• _演習課題_:
肩書きと職人気質をめぐる文章を、末尾の「思います。」の直後から引き継いで書き進めてください。

• _提供テキスト_:
======

エムトーン再入門 - しくみづくり屋です

ショウゾウさんの名刺に刷られた肩書きは「しくみづくり職人」。「代表取締役」とは書いてません。 エムトーンの事業ドメインは「しくみづくり屋」です。じゃあ「しくみ」とはいったい何?「しくみ」の定義は?「しかけ」とはどうちがうの? なんでそんな仕事をやってるの?エムトーンってシステム開発屋じゃなかったっけ?

ご先祖さま?(引用元:NATIONAL GEOGRAPHIC)


あなたにはありますか?
しっくりくる肩書きが。

しっくりくる肩書き

今年の春に作ったわたしの新しい名刺では、
自分の肩書きを「しくみづくり職人」としました。
株式会社エムトーン代表取締役

書くよりも、
そっちのほうが落ちつく。
ぴったり当てはまっている感じがするからですね。
どうしようもなく自分は、
しくみづくりの職人
なもんで。
これじゃない肩書きだとしっくりこないことがわかりました。
それは
他の人がどんなふうに思うか
ではなしに、
それより
自分がどう感じるか
っていう話。
他人に通じるかどうかよりも
自分が納得できるかどうかのほうが大事
なんていってるあたりが、
もうすでに職人気質なんですがな。
それを名刺に刷れるようになったっていうのは、
この歳(53)になってやっと押し通せるわがままなのかも。
自分にしっくりくる感じのする肩書きが、
こうしてひとつでも見つかったわたしは、
しあわせ者だと思いますよ。
あなたはどうですか?
違和感なしに、
しっくりくる肩書きを背負ってる感じですか?
職業だってそうですよ。
小さいとはいえ会社を経営してるんだから
経営者
じゃないの?
と、
いわれればそう思わないこともないですが、
志とか自覚という意味からはそうであっても、
DNAとか血筋として備わっている自分の気質からすると、
やっぱり
職人
なんです。
そういうところの見極めがつかなければ、
お金に目がくらんで数字に左右されてしまったり、
つい規模や知名度を追いかけてしまったり、
他人に賞賛されたい欲求が高まりすぎたりして、
仕事がイマイチ純粋に楽しめなくなるんじゃないか

思います。

======

点アノテーションデータセットのレコード
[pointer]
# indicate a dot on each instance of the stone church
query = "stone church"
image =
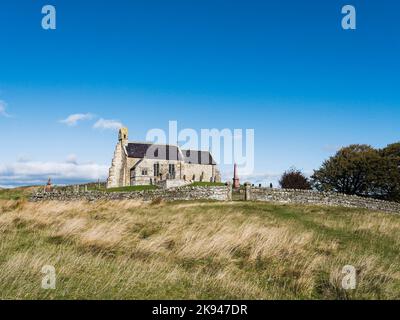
(142, 163)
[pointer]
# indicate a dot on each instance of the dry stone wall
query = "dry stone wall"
(224, 193)
(184, 193)
(321, 198)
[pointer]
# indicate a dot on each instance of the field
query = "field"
(196, 250)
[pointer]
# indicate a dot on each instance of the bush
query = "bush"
(294, 179)
(362, 170)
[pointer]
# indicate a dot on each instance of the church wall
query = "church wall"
(197, 170)
(148, 165)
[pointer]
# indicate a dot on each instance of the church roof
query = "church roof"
(167, 152)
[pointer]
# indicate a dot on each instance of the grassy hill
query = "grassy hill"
(190, 250)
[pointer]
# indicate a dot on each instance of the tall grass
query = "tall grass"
(196, 250)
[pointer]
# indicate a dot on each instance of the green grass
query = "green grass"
(132, 188)
(207, 184)
(196, 250)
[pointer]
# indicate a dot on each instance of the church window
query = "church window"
(156, 169)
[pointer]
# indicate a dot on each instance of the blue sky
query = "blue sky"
(283, 68)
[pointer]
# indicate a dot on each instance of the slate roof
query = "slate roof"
(167, 152)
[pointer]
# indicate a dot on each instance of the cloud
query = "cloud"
(3, 107)
(37, 173)
(73, 119)
(104, 124)
(331, 148)
(72, 158)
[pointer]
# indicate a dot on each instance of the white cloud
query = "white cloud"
(73, 119)
(37, 173)
(72, 158)
(104, 124)
(3, 107)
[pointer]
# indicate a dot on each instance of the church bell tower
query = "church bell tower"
(123, 135)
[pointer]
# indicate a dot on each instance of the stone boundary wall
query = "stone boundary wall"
(224, 193)
(184, 193)
(320, 198)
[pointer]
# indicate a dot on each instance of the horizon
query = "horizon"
(287, 70)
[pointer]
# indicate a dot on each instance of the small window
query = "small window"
(156, 169)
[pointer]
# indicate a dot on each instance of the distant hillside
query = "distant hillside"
(196, 250)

======

• _演習出力_:
たかが肩書き
なのかもしれませんけども、
ある意味それは
自分で自分をカタにはめてしまうものなんですから、
慎重に表現する必要がありますね。
会社にとって事業ドメインが大切であるように、
経営幹部ひとりひとりにとってもドメインは大切です。
それが揺るぎない足場となって、
顧客ターゲットが決まったり差別化のポイントが決まったりするわけですから。
しっくりくるまでは何回でも取り替えたっていいもんですから、
ま、
楽しみましょう。
わたしはもう当分のあいだ
取り替えませんけど。

「しくみ」の定義

「しくみづくり」っていう言葉そのものは、
世間ですっかり使い古されて手垢まみれになってますね。
それなのに、
オリジナリティにこだわりたいはずのわたしが、
手垢まみれな言葉を自分の肩書きに用いるなんて‥‥
われながら意外です。
しかし世間は、
どれだけきちんと語義を把握して使っているんでしょうか?
と、
いうからには自分はきちんと言葉の意味を意識しておきたいので、
国語辞典などに頼ることなく、
わたりなりに「しくみ」を定義してみます。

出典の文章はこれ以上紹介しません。